(Image box annotation records)
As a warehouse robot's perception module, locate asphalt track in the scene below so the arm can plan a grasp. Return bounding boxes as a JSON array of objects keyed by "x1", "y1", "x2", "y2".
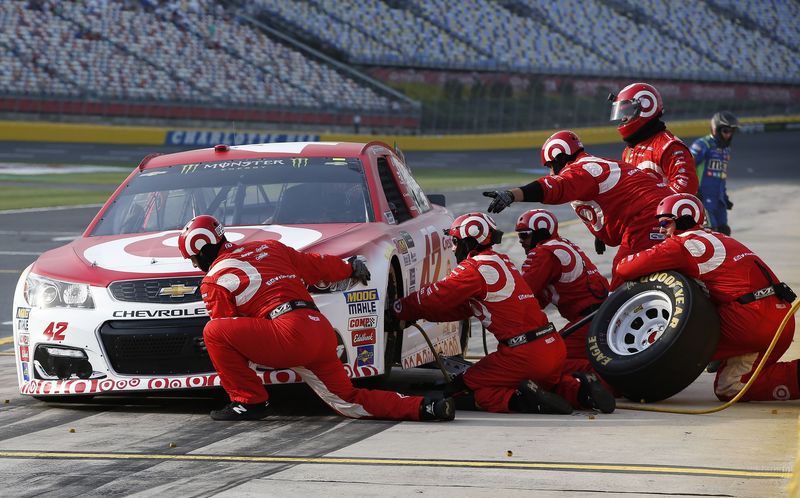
[{"x1": 0, "y1": 133, "x2": 800, "y2": 496}]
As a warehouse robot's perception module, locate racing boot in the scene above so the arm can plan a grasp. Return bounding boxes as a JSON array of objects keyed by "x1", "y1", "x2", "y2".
[
  {"x1": 508, "y1": 380, "x2": 572, "y2": 415},
  {"x1": 572, "y1": 372, "x2": 617, "y2": 413},
  {"x1": 211, "y1": 401, "x2": 270, "y2": 422},
  {"x1": 419, "y1": 396, "x2": 456, "y2": 421}
]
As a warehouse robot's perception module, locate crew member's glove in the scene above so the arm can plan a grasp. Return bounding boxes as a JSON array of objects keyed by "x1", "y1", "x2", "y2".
[
  {"x1": 594, "y1": 237, "x2": 606, "y2": 254},
  {"x1": 483, "y1": 190, "x2": 514, "y2": 213},
  {"x1": 194, "y1": 336, "x2": 208, "y2": 354},
  {"x1": 387, "y1": 299, "x2": 417, "y2": 332},
  {"x1": 347, "y1": 256, "x2": 372, "y2": 285}
]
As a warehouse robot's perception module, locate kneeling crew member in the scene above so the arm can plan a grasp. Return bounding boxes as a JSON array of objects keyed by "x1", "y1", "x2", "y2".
[
  {"x1": 178, "y1": 215, "x2": 455, "y2": 421},
  {"x1": 516, "y1": 209, "x2": 616, "y2": 413},
  {"x1": 617, "y1": 194, "x2": 800, "y2": 401},
  {"x1": 394, "y1": 213, "x2": 608, "y2": 414}
]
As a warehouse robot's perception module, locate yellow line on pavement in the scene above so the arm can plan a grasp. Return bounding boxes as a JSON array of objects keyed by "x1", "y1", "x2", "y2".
[{"x1": 0, "y1": 451, "x2": 791, "y2": 479}]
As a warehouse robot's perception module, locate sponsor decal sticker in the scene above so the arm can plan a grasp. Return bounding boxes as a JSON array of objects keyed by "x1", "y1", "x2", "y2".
[
  {"x1": 347, "y1": 315, "x2": 378, "y2": 330},
  {"x1": 351, "y1": 329, "x2": 376, "y2": 346},
  {"x1": 344, "y1": 289, "x2": 378, "y2": 315},
  {"x1": 111, "y1": 307, "x2": 208, "y2": 318},
  {"x1": 356, "y1": 346, "x2": 375, "y2": 367},
  {"x1": 16, "y1": 308, "x2": 31, "y2": 331}
]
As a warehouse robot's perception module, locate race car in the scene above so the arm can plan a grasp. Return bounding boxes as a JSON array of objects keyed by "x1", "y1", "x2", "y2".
[{"x1": 13, "y1": 142, "x2": 469, "y2": 400}]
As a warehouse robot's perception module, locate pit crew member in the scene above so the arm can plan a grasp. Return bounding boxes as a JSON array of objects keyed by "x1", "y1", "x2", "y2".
[
  {"x1": 483, "y1": 130, "x2": 670, "y2": 289},
  {"x1": 516, "y1": 209, "x2": 608, "y2": 360},
  {"x1": 394, "y1": 213, "x2": 614, "y2": 414},
  {"x1": 691, "y1": 111, "x2": 739, "y2": 235},
  {"x1": 617, "y1": 194, "x2": 800, "y2": 401},
  {"x1": 178, "y1": 215, "x2": 455, "y2": 421},
  {"x1": 595, "y1": 83, "x2": 697, "y2": 254}
]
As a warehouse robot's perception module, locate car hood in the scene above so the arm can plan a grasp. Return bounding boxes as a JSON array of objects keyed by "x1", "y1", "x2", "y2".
[{"x1": 31, "y1": 223, "x2": 384, "y2": 287}]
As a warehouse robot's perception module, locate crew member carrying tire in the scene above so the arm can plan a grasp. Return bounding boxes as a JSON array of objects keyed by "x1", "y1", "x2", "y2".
[
  {"x1": 394, "y1": 213, "x2": 608, "y2": 414},
  {"x1": 483, "y1": 130, "x2": 670, "y2": 289},
  {"x1": 178, "y1": 215, "x2": 455, "y2": 421},
  {"x1": 616, "y1": 194, "x2": 800, "y2": 401}
]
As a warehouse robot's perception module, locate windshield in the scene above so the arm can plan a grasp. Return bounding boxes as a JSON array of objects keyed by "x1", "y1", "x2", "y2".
[{"x1": 92, "y1": 157, "x2": 373, "y2": 235}]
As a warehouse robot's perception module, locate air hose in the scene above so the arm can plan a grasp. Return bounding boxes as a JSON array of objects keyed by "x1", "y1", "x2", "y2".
[{"x1": 617, "y1": 299, "x2": 800, "y2": 415}]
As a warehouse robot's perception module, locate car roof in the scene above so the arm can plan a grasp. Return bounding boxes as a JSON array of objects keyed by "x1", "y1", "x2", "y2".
[{"x1": 139, "y1": 142, "x2": 374, "y2": 169}]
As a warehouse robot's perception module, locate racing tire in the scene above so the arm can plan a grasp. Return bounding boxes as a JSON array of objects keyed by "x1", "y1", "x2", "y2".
[{"x1": 586, "y1": 271, "x2": 720, "y2": 403}]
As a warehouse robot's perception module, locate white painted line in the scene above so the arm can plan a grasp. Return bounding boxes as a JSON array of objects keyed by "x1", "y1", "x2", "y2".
[{"x1": 0, "y1": 204, "x2": 102, "y2": 215}]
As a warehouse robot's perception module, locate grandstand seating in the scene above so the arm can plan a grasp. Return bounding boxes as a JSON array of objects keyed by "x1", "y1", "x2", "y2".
[{"x1": 0, "y1": 0, "x2": 800, "y2": 130}]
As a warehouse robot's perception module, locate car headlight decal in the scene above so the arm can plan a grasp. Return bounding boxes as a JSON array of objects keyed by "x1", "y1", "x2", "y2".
[{"x1": 23, "y1": 273, "x2": 94, "y2": 308}]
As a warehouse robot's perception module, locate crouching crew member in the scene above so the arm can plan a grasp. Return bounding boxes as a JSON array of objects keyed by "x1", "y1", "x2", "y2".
[
  {"x1": 617, "y1": 194, "x2": 800, "y2": 401},
  {"x1": 516, "y1": 209, "x2": 616, "y2": 413},
  {"x1": 394, "y1": 213, "x2": 612, "y2": 414},
  {"x1": 178, "y1": 215, "x2": 455, "y2": 421}
]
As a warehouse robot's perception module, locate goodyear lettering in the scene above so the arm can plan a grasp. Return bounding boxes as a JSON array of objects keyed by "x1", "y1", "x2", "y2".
[
  {"x1": 344, "y1": 289, "x2": 378, "y2": 303},
  {"x1": 587, "y1": 337, "x2": 612, "y2": 365},
  {"x1": 111, "y1": 308, "x2": 208, "y2": 318}
]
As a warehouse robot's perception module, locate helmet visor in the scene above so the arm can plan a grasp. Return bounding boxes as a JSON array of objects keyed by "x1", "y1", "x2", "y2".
[{"x1": 611, "y1": 100, "x2": 640, "y2": 122}]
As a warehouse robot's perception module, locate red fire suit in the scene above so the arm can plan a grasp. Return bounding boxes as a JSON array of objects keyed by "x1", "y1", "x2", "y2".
[
  {"x1": 617, "y1": 229, "x2": 800, "y2": 401},
  {"x1": 395, "y1": 250, "x2": 580, "y2": 413},
  {"x1": 522, "y1": 236, "x2": 608, "y2": 360},
  {"x1": 200, "y1": 241, "x2": 422, "y2": 420},
  {"x1": 622, "y1": 130, "x2": 698, "y2": 195},
  {"x1": 537, "y1": 152, "x2": 671, "y2": 289}
]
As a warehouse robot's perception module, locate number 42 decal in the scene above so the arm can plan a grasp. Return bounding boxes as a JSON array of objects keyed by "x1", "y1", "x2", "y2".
[{"x1": 44, "y1": 322, "x2": 69, "y2": 341}]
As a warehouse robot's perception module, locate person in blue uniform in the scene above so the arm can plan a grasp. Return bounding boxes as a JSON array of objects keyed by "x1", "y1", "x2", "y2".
[{"x1": 689, "y1": 111, "x2": 739, "y2": 235}]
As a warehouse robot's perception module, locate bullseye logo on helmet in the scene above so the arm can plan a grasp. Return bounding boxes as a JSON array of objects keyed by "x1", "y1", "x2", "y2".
[
  {"x1": 544, "y1": 138, "x2": 572, "y2": 161},
  {"x1": 450, "y1": 213, "x2": 497, "y2": 244},
  {"x1": 633, "y1": 90, "x2": 658, "y2": 118},
  {"x1": 671, "y1": 199, "x2": 700, "y2": 221},
  {"x1": 517, "y1": 209, "x2": 558, "y2": 235}
]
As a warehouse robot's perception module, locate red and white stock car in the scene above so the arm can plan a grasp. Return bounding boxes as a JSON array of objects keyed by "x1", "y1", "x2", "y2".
[{"x1": 13, "y1": 142, "x2": 469, "y2": 400}]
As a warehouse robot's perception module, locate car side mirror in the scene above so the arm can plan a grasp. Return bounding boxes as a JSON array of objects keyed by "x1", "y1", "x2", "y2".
[{"x1": 428, "y1": 194, "x2": 446, "y2": 207}]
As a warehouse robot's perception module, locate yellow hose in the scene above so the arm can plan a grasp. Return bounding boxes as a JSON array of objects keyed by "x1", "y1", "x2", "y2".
[{"x1": 617, "y1": 299, "x2": 800, "y2": 415}]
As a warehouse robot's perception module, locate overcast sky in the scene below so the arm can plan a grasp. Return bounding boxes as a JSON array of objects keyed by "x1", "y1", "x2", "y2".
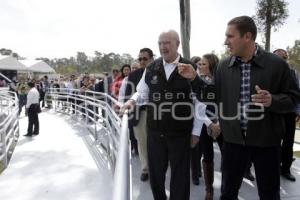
[{"x1": 0, "y1": 0, "x2": 300, "y2": 58}]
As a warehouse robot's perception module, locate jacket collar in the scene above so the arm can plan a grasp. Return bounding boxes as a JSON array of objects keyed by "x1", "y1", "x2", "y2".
[{"x1": 228, "y1": 44, "x2": 266, "y2": 68}]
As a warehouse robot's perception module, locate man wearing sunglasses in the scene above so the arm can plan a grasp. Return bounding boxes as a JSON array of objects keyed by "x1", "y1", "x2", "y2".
[{"x1": 125, "y1": 48, "x2": 153, "y2": 181}]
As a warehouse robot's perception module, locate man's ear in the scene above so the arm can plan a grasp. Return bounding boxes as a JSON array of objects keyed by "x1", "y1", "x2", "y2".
[{"x1": 244, "y1": 32, "x2": 252, "y2": 41}]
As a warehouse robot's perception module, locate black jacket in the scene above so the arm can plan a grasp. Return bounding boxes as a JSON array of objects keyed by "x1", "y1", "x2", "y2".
[
  {"x1": 193, "y1": 47, "x2": 300, "y2": 147},
  {"x1": 125, "y1": 68, "x2": 144, "y2": 126},
  {"x1": 145, "y1": 58, "x2": 193, "y2": 137}
]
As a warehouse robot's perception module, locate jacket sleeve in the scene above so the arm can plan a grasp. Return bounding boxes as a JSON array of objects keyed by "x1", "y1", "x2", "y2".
[{"x1": 269, "y1": 64, "x2": 300, "y2": 113}]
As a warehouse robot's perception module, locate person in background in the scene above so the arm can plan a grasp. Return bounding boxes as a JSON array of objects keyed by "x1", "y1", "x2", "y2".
[
  {"x1": 122, "y1": 30, "x2": 209, "y2": 200},
  {"x1": 191, "y1": 56, "x2": 202, "y2": 185},
  {"x1": 24, "y1": 82, "x2": 41, "y2": 137},
  {"x1": 273, "y1": 49, "x2": 300, "y2": 182},
  {"x1": 125, "y1": 48, "x2": 153, "y2": 181},
  {"x1": 131, "y1": 62, "x2": 141, "y2": 72},
  {"x1": 17, "y1": 78, "x2": 28, "y2": 115},
  {"x1": 197, "y1": 54, "x2": 223, "y2": 200},
  {"x1": 111, "y1": 64, "x2": 131, "y2": 99}
]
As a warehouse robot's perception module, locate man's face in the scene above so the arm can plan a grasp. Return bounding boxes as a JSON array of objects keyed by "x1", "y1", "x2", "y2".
[
  {"x1": 113, "y1": 69, "x2": 120, "y2": 78},
  {"x1": 158, "y1": 33, "x2": 179, "y2": 62},
  {"x1": 224, "y1": 25, "x2": 248, "y2": 56},
  {"x1": 275, "y1": 49, "x2": 288, "y2": 60},
  {"x1": 138, "y1": 51, "x2": 153, "y2": 68}
]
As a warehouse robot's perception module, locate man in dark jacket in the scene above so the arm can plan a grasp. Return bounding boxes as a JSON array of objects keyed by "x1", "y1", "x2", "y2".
[
  {"x1": 125, "y1": 48, "x2": 153, "y2": 181},
  {"x1": 179, "y1": 16, "x2": 300, "y2": 200},
  {"x1": 123, "y1": 30, "x2": 204, "y2": 200}
]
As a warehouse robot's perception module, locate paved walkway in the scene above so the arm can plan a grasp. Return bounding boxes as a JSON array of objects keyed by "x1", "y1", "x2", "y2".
[
  {"x1": 0, "y1": 112, "x2": 112, "y2": 200},
  {"x1": 0, "y1": 111, "x2": 300, "y2": 200}
]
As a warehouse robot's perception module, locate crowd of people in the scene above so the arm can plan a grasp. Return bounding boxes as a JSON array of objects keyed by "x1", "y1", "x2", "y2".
[{"x1": 2, "y1": 16, "x2": 300, "y2": 200}]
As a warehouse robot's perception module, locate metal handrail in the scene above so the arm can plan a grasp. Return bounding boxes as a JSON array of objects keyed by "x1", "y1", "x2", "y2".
[
  {"x1": 0, "y1": 88, "x2": 19, "y2": 168},
  {"x1": 112, "y1": 110, "x2": 131, "y2": 200},
  {"x1": 45, "y1": 88, "x2": 132, "y2": 200}
]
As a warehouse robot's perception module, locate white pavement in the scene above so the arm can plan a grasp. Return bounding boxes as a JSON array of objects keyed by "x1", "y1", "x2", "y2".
[{"x1": 0, "y1": 111, "x2": 112, "y2": 200}]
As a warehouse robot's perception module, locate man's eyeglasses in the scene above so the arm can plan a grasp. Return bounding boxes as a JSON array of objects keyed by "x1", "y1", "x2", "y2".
[{"x1": 138, "y1": 57, "x2": 149, "y2": 62}]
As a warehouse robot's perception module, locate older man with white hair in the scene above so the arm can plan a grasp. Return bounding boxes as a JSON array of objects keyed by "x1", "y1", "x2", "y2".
[{"x1": 124, "y1": 30, "x2": 206, "y2": 200}]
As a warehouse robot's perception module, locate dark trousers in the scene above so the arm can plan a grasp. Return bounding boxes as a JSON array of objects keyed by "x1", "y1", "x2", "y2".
[
  {"x1": 128, "y1": 124, "x2": 139, "y2": 154},
  {"x1": 191, "y1": 142, "x2": 202, "y2": 179},
  {"x1": 200, "y1": 126, "x2": 223, "y2": 163},
  {"x1": 220, "y1": 142, "x2": 280, "y2": 200},
  {"x1": 147, "y1": 129, "x2": 191, "y2": 200},
  {"x1": 27, "y1": 105, "x2": 40, "y2": 135},
  {"x1": 281, "y1": 113, "x2": 296, "y2": 173},
  {"x1": 19, "y1": 94, "x2": 27, "y2": 115}
]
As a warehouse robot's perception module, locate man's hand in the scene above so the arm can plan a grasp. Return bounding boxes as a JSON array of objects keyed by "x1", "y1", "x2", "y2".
[
  {"x1": 191, "y1": 135, "x2": 199, "y2": 148},
  {"x1": 120, "y1": 99, "x2": 135, "y2": 114},
  {"x1": 251, "y1": 85, "x2": 272, "y2": 107},
  {"x1": 208, "y1": 123, "x2": 221, "y2": 138},
  {"x1": 177, "y1": 63, "x2": 197, "y2": 80}
]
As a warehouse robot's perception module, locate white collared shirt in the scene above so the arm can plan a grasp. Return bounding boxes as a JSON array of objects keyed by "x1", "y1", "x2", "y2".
[
  {"x1": 26, "y1": 87, "x2": 40, "y2": 108},
  {"x1": 130, "y1": 55, "x2": 212, "y2": 136}
]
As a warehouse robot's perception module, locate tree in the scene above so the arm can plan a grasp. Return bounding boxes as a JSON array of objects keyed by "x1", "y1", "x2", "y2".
[
  {"x1": 179, "y1": 0, "x2": 191, "y2": 59},
  {"x1": 76, "y1": 52, "x2": 88, "y2": 73},
  {"x1": 254, "y1": 0, "x2": 289, "y2": 51},
  {"x1": 287, "y1": 40, "x2": 300, "y2": 71}
]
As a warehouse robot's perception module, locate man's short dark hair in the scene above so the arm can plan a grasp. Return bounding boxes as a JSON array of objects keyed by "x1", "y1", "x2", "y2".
[
  {"x1": 140, "y1": 48, "x2": 154, "y2": 58},
  {"x1": 27, "y1": 81, "x2": 34, "y2": 88},
  {"x1": 227, "y1": 16, "x2": 257, "y2": 41}
]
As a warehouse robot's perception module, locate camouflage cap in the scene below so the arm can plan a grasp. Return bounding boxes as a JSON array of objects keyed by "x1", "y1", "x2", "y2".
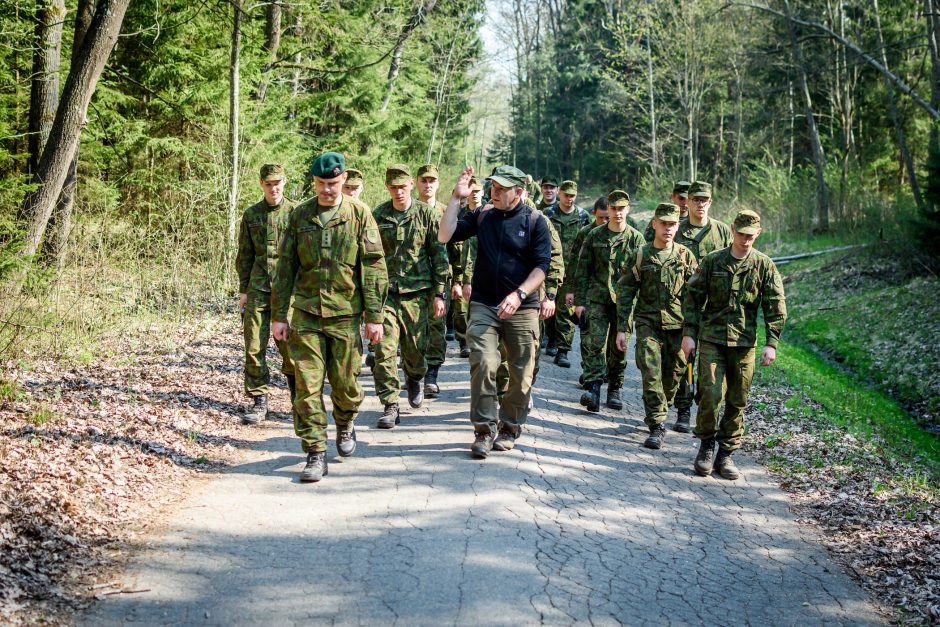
[
  {"x1": 261, "y1": 163, "x2": 286, "y2": 182},
  {"x1": 346, "y1": 168, "x2": 365, "y2": 185},
  {"x1": 607, "y1": 189, "x2": 630, "y2": 207},
  {"x1": 310, "y1": 152, "x2": 346, "y2": 179},
  {"x1": 488, "y1": 165, "x2": 525, "y2": 187},
  {"x1": 653, "y1": 202, "x2": 679, "y2": 222},
  {"x1": 418, "y1": 163, "x2": 441, "y2": 179},
  {"x1": 689, "y1": 181, "x2": 712, "y2": 198},
  {"x1": 385, "y1": 163, "x2": 411, "y2": 185},
  {"x1": 734, "y1": 209, "x2": 760, "y2": 235},
  {"x1": 672, "y1": 181, "x2": 692, "y2": 198}
]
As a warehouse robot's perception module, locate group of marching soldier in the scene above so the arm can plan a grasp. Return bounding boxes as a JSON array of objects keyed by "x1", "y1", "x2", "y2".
[{"x1": 237, "y1": 152, "x2": 786, "y2": 482}]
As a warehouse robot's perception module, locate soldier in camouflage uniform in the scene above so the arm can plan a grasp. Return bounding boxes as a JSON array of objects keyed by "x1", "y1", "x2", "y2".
[
  {"x1": 272, "y1": 152, "x2": 388, "y2": 482},
  {"x1": 235, "y1": 163, "x2": 294, "y2": 424},
  {"x1": 416, "y1": 163, "x2": 453, "y2": 398},
  {"x1": 682, "y1": 210, "x2": 787, "y2": 480},
  {"x1": 372, "y1": 164, "x2": 450, "y2": 429},
  {"x1": 545, "y1": 181, "x2": 591, "y2": 368},
  {"x1": 643, "y1": 181, "x2": 692, "y2": 242},
  {"x1": 575, "y1": 189, "x2": 646, "y2": 411},
  {"x1": 672, "y1": 181, "x2": 731, "y2": 433},
  {"x1": 617, "y1": 203, "x2": 698, "y2": 449}
]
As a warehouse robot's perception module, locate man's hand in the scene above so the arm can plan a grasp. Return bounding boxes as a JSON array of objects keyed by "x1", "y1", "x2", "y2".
[
  {"x1": 760, "y1": 346, "x2": 777, "y2": 366},
  {"x1": 454, "y1": 165, "x2": 473, "y2": 198},
  {"x1": 539, "y1": 298, "x2": 555, "y2": 320},
  {"x1": 617, "y1": 331, "x2": 630, "y2": 353},
  {"x1": 366, "y1": 322, "x2": 385, "y2": 346},
  {"x1": 496, "y1": 292, "x2": 522, "y2": 320}
]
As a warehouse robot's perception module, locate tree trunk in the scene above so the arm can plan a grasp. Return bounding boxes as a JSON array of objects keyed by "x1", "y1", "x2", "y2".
[
  {"x1": 21, "y1": 0, "x2": 130, "y2": 256},
  {"x1": 382, "y1": 0, "x2": 437, "y2": 111},
  {"x1": 783, "y1": 0, "x2": 829, "y2": 231},
  {"x1": 27, "y1": 0, "x2": 65, "y2": 175},
  {"x1": 40, "y1": 0, "x2": 95, "y2": 267}
]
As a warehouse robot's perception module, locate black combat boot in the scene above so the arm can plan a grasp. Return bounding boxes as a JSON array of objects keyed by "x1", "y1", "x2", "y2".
[
  {"x1": 405, "y1": 375, "x2": 424, "y2": 409},
  {"x1": 643, "y1": 425, "x2": 666, "y2": 450},
  {"x1": 419, "y1": 366, "x2": 441, "y2": 404},
  {"x1": 715, "y1": 451, "x2": 741, "y2": 481},
  {"x1": 695, "y1": 438, "x2": 715, "y2": 477},
  {"x1": 581, "y1": 381, "x2": 601, "y2": 412},
  {"x1": 284, "y1": 374, "x2": 297, "y2": 405},
  {"x1": 375, "y1": 403, "x2": 401, "y2": 429},
  {"x1": 336, "y1": 422, "x2": 356, "y2": 457},
  {"x1": 242, "y1": 394, "x2": 268, "y2": 425},
  {"x1": 300, "y1": 453, "x2": 330, "y2": 483},
  {"x1": 607, "y1": 383, "x2": 623, "y2": 409},
  {"x1": 672, "y1": 407, "x2": 692, "y2": 433}
]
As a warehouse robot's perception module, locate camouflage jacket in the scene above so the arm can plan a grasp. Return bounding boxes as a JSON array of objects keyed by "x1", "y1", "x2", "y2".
[
  {"x1": 682, "y1": 247, "x2": 787, "y2": 347},
  {"x1": 271, "y1": 196, "x2": 388, "y2": 322},
  {"x1": 675, "y1": 216, "x2": 731, "y2": 261},
  {"x1": 372, "y1": 199, "x2": 450, "y2": 294},
  {"x1": 235, "y1": 198, "x2": 294, "y2": 294},
  {"x1": 545, "y1": 205, "x2": 592, "y2": 277},
  {"x1": 574, "y1": 224, "x2": 646, "y2": 305},
  {"x1": 617, "y1": 243, "x2": 698, "y2": 332}
]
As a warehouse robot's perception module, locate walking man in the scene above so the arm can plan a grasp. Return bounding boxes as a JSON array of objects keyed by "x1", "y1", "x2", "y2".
[
  {"x1": 372, "y1": 164, "x2": 449, "y2": 429},
  {"x1": 272, "y1": 152, "x2": 388, "y2": 482},
  {"x1": 235, "y1": 163, "x2": 294, "y2": 425},
  {"x1": 438, "y1": 165, "x2": 552, "y2": 458},
  {"x1": 617, "y1": 203, "x2": 698, "y2": 449},
  {"x1": 682, "y1": 210, "x2": 787, "y2": 480}
]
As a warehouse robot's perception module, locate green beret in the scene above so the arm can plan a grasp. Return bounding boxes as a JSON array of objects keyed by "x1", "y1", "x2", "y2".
[
  {"x1": 734, "y1": 209, "x2": 760, "y2": 235},
  {"x1": 607, "y1": 189, "x2": 630, "y2": 207},
  {"x1": 561, "y1": 181, "x2": 578, "y2": 194},
  {"x1": 310, "y1": 152, "x2": 346, "y2": 179},
  {"x1": 488, "y1": 165, "x2": 525, "y2": 187},
  {"x1": 689, "y1": 181, "x2": 712, "y2": 198},
  {"x1": 261, "y1": 163, "x2": 286, "y2": 182},
  {"x1": 418, "y1": 163, "x2": 441, "y2": 179},
  {"x1": 672, "y1": 181, "x2": 692, "y2": 198},
  {"x1": 653, "y1": 202, "x2": 679, "y2": 222},
  {"x1": 385, "y1": 163, "x2": 411, "y2": 185}
]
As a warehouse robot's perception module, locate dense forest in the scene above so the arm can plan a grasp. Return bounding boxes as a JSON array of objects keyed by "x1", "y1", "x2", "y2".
[{"x1": 0, "y1": 0, "x2": 940, "y2": 355}]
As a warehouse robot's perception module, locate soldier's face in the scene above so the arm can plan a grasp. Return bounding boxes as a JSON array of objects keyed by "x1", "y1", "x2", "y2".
[
  {"x1": 418, "y1": 176, "x2": 441, "y2": 202},
  {"x1": 542, "y1": 185, "x2": 558, "y2": 204},
  {"x1": 313, "y1": 172, "x2": 349, "y2": 207},
  {"x1": 653, "y1": 218, "x2": 679, "y2": 244},
  {"x1": 385, "y1": 179, "x2": 415, "y2": 211},
  {"x1": 261, "y1": 179, "x2": 287, "y2": 207},
  {"x1": 689, "y1": 196, "x2": 712, "y2": 222}
]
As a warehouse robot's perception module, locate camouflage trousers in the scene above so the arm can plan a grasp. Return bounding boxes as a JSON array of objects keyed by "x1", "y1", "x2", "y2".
[
  {"x1": 288, "y1": 309, "x2": 363, "y2": 453},
  {"x1": 467, "y1": 303, "x2": 539, "y2": 435},
  {"x1": 372, "y1": 290, "x2": 434, "y2": 405},
  {"x1": 581, "y1": 301, "x2": 627, "y2": 390},
  {"x1": 636, "y1": 324, "x2": 685, "y2": 428},
  {"x1": 242, "y1": 291, "x2": 294, "y2": 396},
  {"x1": 695, "y1": 342, "x2": 756, "y2": 451},
  {"x1": 427, "y1": 294, "x2": 450, "y2": 367}
]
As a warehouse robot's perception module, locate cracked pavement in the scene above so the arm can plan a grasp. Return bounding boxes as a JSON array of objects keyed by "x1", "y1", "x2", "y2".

● Stated problem: Produce an exact repeat of the lines from the one containing "locate camouflage trousers" through the last line of the data, and nothing more.

● Problem solution:
As a warehouse robot's perception module, locate camouflage trousers in the scene above so the arm can plan a grasp. Return bounding boxes as a JSON array of objects keyed by "x1", "y1", "x2", "y2".
[
  {"x1": 288, "y1": 309, "x2": 363, "y2": 453},
  {"x1": 467, "y1": 303, "x2": 539, "y2": 435},
  {"x1": 372, "y1": 290, "x2": 434, "y2": 405},
  {"x1": 581, "y1": 301, "x2": 627, "y2": 390},
  {"x1": 636, "y1": 324, "x2": 685, "y2": 428},
  {"x1": 242, "y1": 291, "x2": 294, "y2": 396},
  {"x1": 695, "y1": 342, "x2": 756, "y2": 451},
  {"x1": 427, "y1": 294, "x2": 450, "y2": 367}
]
As a warehouse robot's perception module, locate cracked pavement in the scene above so the arm can plan a grasp. Return bounding boxes as a JSON array of objects keyed by "x1", "y1", "x2", "y2".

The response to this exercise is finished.